* _REQUIRED ACTION_
Below are records to be reproduced exactly and in full.

####################

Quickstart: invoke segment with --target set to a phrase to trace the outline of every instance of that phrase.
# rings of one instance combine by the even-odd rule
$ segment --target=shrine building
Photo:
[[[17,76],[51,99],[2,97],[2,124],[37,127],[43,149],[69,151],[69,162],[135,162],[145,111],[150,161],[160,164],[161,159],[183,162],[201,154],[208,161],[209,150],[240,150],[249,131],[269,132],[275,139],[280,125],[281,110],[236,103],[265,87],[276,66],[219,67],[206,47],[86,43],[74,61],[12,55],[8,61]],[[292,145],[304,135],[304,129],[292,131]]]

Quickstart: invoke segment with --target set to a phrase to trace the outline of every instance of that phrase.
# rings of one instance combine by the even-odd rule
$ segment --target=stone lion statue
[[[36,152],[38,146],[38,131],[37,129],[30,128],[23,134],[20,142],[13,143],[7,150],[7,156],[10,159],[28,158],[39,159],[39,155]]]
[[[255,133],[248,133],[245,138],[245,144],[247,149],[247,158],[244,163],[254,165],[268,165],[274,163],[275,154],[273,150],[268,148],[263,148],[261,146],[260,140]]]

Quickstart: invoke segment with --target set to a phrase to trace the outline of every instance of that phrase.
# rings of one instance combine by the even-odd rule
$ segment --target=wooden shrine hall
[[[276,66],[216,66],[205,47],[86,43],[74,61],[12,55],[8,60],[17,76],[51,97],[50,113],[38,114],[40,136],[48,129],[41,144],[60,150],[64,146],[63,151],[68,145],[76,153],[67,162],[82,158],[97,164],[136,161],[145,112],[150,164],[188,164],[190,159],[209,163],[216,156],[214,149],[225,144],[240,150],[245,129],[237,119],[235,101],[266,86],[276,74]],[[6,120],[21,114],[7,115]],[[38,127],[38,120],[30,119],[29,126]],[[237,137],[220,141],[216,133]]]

####################

* _FINISHED TASK_
Quickstart: invoke segment with --target set to a phrase to trace the outline of every instance of that phrase.
# rings of one instance combine by the even-odd rule
$ segment --target=shrine building
Photo:
[[[17,76],[51,99],[2,97],[2,124],[37,127],[43,149],[69,151],[69,162],[135,162],[145,111],[150,161],[160,164],[161,159],[183,162],[201,154],[208,161],[209,150],[240,150],[249,131],[269,132],[275,139],[280,125],[281,110],[236,103],[265,87],[276,66],[219,67],[206,47],[86,43],[74,61],[12,55],[8,61]],[[292,145],[304,135],[304,129],[292,131]]]

Quickstart: invoke segment with --target set to a phrase to trace the outline of every instance of that phrase.
# rings of one instance combine by the even-odd rule
$ segment --target=stone lion statue
[[[36,152],[38,146],[38,131],[37,129],[30,128],[23,134],[20,142],[13,143],[7,150],[7,156],[10,159],[28,158],[39,159],[39,155]]]
[[[255,133],[248,133],[245,138],[245,144],[247,149],[247,158],[244,163],[254,165],[268,165],[274,163],[275,154],[273,150],[268,148],[263,148],[261,146],[260,140]]]

Quickstart: invoke segment with --target set to a phrase to trace the outline of every instance of that phrase.
# rings of one instance combine by the even-odd rule
$ segment --target=wooden shrine hall
[[[276,66],[216,66],[205,47],[86,43],[74,61],[12,55],[8,60],[17,76],[51,97],[50,113],[38,114],[40,136],[48,129],[41,144],[60,150],[64,146],[63,151],[68,145],[76,153],[67,162],[82,158],[97,164],[136,161],[145,112],[150,164],[188,164],[190,159],[209,163],[216,156],[214,149],[225,144],[240,150],[245,129],[237,119],[235,101],[266,86],[276,74]],[[6,120],[21,114],[7,115]],[[38,127],[38,120],[30,119],[29,126]],[[237,137],[220,141],[216,133]]]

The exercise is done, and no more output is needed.